→ WHAT IS REQUIRED
List each line in the rows below that contains the string "dark". Matches must have the same case.

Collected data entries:
○ ○ ○ ○ ○ ○ ○

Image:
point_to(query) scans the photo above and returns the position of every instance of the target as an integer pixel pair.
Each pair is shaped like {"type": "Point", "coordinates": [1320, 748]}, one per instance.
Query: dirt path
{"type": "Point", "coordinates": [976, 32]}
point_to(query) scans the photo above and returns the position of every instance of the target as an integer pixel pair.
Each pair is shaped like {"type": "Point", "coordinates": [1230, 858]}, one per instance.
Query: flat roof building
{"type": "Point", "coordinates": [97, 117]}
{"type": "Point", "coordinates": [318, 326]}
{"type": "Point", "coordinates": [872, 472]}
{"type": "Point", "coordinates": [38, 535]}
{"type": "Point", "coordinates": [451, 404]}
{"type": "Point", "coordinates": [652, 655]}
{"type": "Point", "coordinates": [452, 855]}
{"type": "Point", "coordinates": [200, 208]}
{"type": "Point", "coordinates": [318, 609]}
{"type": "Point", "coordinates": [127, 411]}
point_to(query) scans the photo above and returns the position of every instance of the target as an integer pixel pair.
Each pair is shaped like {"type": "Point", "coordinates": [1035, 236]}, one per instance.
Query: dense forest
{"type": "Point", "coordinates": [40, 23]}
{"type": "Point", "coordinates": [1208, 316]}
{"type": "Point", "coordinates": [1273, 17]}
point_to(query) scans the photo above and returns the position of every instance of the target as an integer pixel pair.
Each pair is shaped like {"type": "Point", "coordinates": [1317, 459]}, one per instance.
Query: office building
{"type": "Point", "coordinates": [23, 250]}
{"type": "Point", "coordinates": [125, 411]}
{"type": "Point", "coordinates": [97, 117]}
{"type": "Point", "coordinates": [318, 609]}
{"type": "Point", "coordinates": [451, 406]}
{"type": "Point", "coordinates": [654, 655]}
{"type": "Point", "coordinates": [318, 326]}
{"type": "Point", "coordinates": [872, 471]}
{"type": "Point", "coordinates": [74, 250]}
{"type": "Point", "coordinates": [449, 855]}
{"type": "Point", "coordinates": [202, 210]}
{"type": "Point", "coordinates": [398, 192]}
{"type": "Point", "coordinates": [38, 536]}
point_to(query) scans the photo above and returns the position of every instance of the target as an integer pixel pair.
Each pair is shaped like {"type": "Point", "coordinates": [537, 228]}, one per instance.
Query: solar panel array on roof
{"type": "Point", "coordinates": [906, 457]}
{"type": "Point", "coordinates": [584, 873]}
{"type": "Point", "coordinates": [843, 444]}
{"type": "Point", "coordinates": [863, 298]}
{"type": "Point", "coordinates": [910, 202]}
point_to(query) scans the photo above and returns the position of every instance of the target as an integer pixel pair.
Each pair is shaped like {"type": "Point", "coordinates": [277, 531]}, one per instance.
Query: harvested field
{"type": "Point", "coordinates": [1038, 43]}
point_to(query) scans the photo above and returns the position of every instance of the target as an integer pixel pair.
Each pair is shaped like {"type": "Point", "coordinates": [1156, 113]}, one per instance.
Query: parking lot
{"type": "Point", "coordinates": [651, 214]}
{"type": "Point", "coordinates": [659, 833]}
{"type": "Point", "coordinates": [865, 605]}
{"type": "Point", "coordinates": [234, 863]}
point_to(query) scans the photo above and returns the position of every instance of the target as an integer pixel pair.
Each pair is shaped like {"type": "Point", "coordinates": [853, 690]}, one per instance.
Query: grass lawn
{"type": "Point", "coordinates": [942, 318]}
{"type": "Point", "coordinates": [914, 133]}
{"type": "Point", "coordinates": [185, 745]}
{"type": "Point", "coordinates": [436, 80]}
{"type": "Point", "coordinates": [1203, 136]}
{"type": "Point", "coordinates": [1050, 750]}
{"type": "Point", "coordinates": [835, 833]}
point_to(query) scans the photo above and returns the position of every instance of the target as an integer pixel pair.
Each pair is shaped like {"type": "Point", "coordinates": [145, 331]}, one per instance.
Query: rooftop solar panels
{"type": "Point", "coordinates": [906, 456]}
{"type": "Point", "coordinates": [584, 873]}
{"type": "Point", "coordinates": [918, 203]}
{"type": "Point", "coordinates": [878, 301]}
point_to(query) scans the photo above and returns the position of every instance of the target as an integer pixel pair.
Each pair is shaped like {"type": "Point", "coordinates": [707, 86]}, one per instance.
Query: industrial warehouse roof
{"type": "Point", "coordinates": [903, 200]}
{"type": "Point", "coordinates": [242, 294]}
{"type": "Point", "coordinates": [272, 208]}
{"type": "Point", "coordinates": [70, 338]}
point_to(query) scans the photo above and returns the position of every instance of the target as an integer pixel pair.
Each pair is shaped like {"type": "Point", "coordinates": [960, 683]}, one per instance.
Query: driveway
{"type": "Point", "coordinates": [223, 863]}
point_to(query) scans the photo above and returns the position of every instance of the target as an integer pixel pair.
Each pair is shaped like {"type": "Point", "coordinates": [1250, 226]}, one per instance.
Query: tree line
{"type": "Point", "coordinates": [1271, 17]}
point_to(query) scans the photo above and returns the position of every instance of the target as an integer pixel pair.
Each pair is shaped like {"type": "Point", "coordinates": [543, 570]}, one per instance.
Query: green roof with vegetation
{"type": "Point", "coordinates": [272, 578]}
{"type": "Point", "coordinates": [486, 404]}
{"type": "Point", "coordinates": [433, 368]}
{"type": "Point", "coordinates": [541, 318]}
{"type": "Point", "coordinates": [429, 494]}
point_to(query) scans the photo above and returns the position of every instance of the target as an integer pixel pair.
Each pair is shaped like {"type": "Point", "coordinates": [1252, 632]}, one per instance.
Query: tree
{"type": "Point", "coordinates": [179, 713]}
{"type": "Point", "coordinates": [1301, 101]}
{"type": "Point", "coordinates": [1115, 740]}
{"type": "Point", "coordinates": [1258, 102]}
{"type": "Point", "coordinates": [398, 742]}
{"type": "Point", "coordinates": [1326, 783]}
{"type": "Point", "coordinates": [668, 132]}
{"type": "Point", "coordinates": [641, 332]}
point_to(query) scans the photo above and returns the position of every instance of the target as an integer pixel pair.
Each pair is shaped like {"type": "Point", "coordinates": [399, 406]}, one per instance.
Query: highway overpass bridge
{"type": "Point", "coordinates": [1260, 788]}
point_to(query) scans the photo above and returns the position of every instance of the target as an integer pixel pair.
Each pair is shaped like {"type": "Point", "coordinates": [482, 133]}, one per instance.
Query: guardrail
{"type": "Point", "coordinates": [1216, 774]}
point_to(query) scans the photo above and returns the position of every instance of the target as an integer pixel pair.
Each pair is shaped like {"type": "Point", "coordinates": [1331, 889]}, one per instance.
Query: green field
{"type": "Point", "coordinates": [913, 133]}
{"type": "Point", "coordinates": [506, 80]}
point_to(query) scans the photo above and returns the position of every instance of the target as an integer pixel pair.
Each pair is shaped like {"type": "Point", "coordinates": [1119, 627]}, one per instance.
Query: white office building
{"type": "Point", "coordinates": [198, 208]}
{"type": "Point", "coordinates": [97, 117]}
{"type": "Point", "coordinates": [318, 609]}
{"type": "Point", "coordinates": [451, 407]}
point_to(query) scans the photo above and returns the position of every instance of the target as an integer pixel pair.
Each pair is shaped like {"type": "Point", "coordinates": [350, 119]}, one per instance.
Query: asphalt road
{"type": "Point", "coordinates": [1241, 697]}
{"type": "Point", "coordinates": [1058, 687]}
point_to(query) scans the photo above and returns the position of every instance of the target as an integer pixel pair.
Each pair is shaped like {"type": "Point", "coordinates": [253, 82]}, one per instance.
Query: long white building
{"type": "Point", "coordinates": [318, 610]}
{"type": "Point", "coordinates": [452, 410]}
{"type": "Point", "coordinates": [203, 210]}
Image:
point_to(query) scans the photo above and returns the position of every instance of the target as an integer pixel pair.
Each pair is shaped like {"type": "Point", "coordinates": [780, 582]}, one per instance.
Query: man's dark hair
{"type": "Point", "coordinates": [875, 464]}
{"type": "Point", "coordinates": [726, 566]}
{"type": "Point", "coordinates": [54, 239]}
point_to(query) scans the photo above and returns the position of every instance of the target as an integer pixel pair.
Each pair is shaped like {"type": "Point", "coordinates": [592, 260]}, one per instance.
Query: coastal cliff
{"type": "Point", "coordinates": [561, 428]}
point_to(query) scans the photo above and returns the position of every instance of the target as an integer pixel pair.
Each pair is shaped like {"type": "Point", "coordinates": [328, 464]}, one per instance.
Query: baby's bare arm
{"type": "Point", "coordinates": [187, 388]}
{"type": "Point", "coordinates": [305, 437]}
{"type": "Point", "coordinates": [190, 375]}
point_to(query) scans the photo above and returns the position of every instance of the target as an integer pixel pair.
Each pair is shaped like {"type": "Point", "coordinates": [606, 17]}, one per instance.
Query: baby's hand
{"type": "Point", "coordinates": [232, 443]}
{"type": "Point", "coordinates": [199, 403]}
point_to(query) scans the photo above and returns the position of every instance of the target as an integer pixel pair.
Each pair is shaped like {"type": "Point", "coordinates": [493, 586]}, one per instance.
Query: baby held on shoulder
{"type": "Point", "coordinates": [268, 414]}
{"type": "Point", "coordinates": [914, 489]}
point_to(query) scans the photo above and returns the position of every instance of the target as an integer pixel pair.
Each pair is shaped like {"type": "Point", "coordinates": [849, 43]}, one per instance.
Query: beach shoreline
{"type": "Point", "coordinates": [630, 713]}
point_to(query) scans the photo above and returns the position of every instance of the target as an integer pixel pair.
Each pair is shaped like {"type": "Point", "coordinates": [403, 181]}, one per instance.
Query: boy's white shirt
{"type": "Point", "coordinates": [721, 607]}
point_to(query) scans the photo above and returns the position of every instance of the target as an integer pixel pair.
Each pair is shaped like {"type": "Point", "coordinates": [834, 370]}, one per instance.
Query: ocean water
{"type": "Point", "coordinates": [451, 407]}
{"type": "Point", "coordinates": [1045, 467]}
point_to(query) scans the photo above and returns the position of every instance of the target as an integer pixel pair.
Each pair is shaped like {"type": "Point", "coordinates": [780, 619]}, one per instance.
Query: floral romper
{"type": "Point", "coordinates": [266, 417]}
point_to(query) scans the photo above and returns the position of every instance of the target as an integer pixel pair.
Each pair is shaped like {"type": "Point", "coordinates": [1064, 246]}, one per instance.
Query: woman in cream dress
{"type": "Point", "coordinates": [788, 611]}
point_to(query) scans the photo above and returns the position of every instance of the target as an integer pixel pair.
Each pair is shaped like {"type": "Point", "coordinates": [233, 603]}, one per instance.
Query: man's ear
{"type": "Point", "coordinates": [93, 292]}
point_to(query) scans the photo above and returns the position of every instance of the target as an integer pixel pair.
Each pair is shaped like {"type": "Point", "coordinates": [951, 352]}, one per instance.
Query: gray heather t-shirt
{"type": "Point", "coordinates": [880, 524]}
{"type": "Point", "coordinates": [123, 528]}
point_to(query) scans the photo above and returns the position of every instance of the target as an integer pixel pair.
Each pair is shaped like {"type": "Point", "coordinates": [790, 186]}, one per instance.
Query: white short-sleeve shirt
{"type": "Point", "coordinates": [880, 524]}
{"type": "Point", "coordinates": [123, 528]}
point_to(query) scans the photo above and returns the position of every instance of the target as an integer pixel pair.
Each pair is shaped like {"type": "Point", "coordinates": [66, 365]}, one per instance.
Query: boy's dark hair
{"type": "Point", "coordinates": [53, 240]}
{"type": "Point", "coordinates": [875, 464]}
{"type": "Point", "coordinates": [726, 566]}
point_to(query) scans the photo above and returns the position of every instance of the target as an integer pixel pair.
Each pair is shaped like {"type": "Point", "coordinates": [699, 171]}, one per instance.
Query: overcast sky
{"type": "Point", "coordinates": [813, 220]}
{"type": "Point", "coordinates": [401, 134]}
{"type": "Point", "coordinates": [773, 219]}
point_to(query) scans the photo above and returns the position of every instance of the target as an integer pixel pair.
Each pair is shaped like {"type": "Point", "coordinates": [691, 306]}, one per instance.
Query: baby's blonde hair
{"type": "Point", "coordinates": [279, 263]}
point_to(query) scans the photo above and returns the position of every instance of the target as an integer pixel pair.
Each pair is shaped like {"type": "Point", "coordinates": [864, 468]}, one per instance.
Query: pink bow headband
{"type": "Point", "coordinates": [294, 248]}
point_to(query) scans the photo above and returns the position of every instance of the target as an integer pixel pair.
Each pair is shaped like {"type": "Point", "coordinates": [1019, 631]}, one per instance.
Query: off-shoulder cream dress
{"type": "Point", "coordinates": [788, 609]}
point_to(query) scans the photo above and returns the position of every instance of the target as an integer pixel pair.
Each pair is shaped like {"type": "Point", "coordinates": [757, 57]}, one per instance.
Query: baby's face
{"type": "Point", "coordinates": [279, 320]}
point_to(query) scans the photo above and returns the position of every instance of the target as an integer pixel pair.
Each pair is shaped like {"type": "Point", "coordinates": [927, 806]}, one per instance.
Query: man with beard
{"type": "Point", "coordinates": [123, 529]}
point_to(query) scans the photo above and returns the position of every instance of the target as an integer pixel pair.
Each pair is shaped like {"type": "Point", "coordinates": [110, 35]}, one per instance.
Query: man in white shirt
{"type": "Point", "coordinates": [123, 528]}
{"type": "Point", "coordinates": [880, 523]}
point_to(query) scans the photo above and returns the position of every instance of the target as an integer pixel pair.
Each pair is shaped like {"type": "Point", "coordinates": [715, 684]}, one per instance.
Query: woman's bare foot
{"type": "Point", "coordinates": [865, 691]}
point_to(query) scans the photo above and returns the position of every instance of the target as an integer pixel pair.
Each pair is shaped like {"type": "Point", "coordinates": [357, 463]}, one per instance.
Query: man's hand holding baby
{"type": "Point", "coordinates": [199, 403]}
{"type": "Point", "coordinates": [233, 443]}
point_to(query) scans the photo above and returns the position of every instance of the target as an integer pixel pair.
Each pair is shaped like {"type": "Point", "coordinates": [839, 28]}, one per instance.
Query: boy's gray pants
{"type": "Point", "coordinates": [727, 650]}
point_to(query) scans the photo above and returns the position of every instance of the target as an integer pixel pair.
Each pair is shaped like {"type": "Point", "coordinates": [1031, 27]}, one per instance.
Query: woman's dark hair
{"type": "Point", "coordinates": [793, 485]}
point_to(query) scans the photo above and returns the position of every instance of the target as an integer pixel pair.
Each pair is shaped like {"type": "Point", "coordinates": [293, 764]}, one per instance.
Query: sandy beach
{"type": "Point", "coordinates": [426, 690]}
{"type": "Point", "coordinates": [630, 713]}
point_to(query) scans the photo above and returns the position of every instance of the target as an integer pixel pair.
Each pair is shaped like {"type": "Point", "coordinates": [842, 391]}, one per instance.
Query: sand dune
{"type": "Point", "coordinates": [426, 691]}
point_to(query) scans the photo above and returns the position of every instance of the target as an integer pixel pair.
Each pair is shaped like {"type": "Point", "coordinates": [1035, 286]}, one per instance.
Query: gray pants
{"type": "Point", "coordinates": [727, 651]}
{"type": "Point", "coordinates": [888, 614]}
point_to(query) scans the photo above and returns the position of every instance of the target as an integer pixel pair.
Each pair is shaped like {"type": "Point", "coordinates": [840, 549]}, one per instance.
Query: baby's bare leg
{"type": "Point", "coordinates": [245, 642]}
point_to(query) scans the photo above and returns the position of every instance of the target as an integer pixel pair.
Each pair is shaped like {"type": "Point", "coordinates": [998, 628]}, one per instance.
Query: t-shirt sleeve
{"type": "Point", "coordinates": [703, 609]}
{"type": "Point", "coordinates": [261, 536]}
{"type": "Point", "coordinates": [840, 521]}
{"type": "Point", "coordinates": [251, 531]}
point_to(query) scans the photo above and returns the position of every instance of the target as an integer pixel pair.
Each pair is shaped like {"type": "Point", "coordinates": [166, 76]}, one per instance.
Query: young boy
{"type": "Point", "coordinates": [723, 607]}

○ ○ ○ ○ ○ ○ ○

→ EXERCISE RESPONSE
Query: man's dark hair
Query: boy's dark hair
Query: woman's dark hair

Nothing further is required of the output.